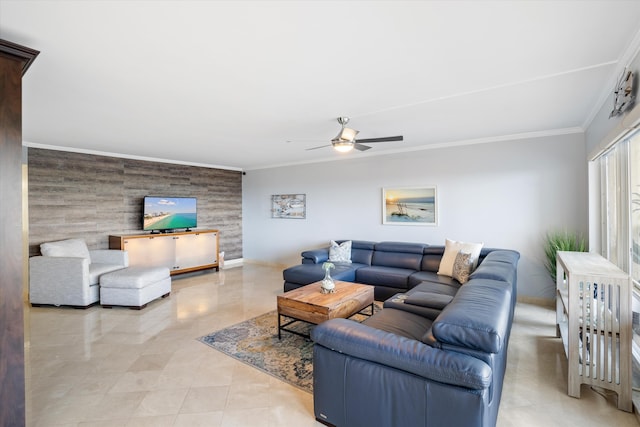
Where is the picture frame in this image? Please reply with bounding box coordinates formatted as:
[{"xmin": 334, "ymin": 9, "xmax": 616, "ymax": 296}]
[
  {"xmin": 382, "ymin": 186, "xmax": 438, "ymax": 226},
  {"xmin": 271, "ymin": 194, "xmax": 307, "ymax": 219}
]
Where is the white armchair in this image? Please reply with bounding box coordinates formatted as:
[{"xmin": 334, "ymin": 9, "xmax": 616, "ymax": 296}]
[{"xmin": 29, "ymin": 239, "xmax": 129, "ymax": 308}]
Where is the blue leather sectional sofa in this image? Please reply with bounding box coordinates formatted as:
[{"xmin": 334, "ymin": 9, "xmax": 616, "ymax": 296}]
[{"xmin": 284, "ymin": 241, "xmax": 520, "ymax": 427}]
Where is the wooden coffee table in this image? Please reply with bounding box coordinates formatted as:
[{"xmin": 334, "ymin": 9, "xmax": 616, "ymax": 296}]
[{"xmin": 278, "ymin": 281, "xmax": 373, "ymax": 339}]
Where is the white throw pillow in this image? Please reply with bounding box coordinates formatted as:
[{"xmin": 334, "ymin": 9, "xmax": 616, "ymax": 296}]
[
  {"xmin": 40, "ymin": 239, "xmax": 91, "ymax": 262},
  {"xmin": 451, "ymin": 251, "xmax": 473, "ymax": 285},
  {"xmin": 329, "ymin": 240, "xmax": 351, "ymax": 263},
  {"xmin": 438, "ymin": 239, "xmax": 484, "ymax": 277}
]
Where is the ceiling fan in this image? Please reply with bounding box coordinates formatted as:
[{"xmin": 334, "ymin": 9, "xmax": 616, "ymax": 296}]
[{"xmin": 307, "ymin": 117, "xmax": 403, "ymax": 153}]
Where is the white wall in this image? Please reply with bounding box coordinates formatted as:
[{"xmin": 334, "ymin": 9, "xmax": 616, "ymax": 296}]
[{"xmin": 243, "ymin": 134, "xmax": 587, "ymax": 299}]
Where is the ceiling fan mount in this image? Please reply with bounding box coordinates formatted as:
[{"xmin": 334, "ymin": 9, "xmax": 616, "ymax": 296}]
[{"xmin": 307, "ymin": 116, "xmax": 403, "ymax": 153}]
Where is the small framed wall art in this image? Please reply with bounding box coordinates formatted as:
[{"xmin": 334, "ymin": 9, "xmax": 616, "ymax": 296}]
[
  {"xmin": 382, "ymin": 187, "xmax": 438, "ymax": 225},
  {"xmin": 271, "ymin": 194, "xmax": 307, "ymax": 219}
]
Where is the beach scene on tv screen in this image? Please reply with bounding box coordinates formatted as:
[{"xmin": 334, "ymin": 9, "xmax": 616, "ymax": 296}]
[{"xmin": 143, "ymin": 197, "xmax": 197, "ymax": 230}]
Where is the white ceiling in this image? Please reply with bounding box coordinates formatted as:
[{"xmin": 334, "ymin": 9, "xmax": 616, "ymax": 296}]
[{"xmin": 0, "ymin": 0, "xmax": 640, "ymax": 170}]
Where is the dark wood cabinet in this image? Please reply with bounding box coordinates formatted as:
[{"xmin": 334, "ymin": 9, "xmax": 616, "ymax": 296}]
[{"xmin": 0, "ymin": 39, "xmax": 39, "ymax": 426}]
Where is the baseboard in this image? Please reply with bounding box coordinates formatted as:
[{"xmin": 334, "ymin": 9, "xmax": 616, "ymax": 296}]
[
  {"xmin": 220, "ymin": 258, "xmax": 244, "ymax": 270},
  {"xmin": 244, "ymin": 259, "xmax": 290, "ymax": 270},
  {"xmin": 518, "ymin": 296, "xmax": 556, "ymax": 308}
]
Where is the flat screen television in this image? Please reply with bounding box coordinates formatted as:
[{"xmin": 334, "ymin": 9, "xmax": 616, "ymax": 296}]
[{"xmin": 142, "ymin": 196, "xmax": 198, "ymax": 233}]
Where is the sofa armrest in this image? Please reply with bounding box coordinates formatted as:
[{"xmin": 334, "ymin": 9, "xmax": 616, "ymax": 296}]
[
  {"xmin": 89, "ymin": 249, "xmax": 129, "ymax": 267},
  {"xmin": 301, "ymin": 248, "xmax": 329, "ymax": 264},
  {"xmin": 311, "ymin": 319, "xmax": 492, "ymax": 390}
]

* EXERCISE BRIEF
Rescale everything from the line containing "Where is the ceiling fan mount" down to the end of the rows, giving all those lines again, requests included, with every bounding box coordinate in the answers multiplied by 0.4 and rounded to a whole number, halves rounded up. Leave the numbers in the requests and their format samples as they are.

* SOLUTION TO THE PROBLEM
Where is the ceiling fan mount in this image? Please reply with bounding box coordinates formatted as:
[{"xmin": 334, "ymin": 9, "xmax": 616, "ymax": 296}]
[{"xmin": 123, "ymin": 46, "xmax": 161, "ymax": 61}]
Where is the small framed wall art in this image? Please reply with bounding box coordinates formatted as:
[{"xmin": 334, "ymin": 9, "xmax": 616, "ymax": 296}]
[
  {"xmin": 153, "ymin": 75, "xmax": 175, "ymax": 90},
  {"xmin": 108, "ymin": 78, "xmax": 123, "ymax": 88}
]
Where is the beach scene on tv screen in this image? Please reply with bounding box coordinates formatted as:
[{"xmin": 334, "ymin": 9, "xmax": 616, "ymax": 296}]
[{"xmin": 57, "ymin": 79, "xmax": 79, "ymax": 92}]
Where is the white ceiling in this image? Please reply with bounding box coordinates formatted as:
[{"xmin": 334, "ymin": 9, "xmax": 616, "ymax": 296}]
[{"xmin": 0, "ymin": 0, "xmax": 256, "ymax": 68}]
Where is the dark wood cabinet in this image? Please reply with bounding box coordinates formatted as:
[{"xmin": 334, "ymin": 9, "xmax": 616, "ymax": 296}]
[{"xmin": 0, "ymin": 16, "xmax": 16, "ymax": 170}]
Where is the baseboard in this image? Please reply with bounding box coordinates formatted as:
[{"xmin": 334, "ymin": 9, "xmax": 616, "ymax": 296}]
[
  {"xmin": 88, "ymin": 103, "xmax": 98, "ymax": 108},
  {"xmin": 98, "ymin": 104, "xmax": 116, "ymax": 108},
  {"xmin": 207, "ymin": 118, "xmax": 222, "ymax": 123}
]
Where is the flat screen television in this image? Please reply with bounding box coordinates formatted as:
[{"xmin": 334, "ymin": 9, "xmax": 616, "ymax": 296}]
[{"xmin": 57, "ymin": 78, "xmax": 79, "ymax": 93}]
Where is the sofa armrest in this image? Please reply with bounding box coordinates formatted as:
[{"xmin": 334, "ymin": 9, "xmax": 616, "ymax": 296}]
[
  {"xmin": 36, "ymin": 100, "xmax": 52, "ymax": 107},
  {"xmin": 120, "ymin": 99, "xmax": 132, "ymax": 106},
  {"xmin": 124, "ymin": 128, "xmax": 197, "ymax": 156}
]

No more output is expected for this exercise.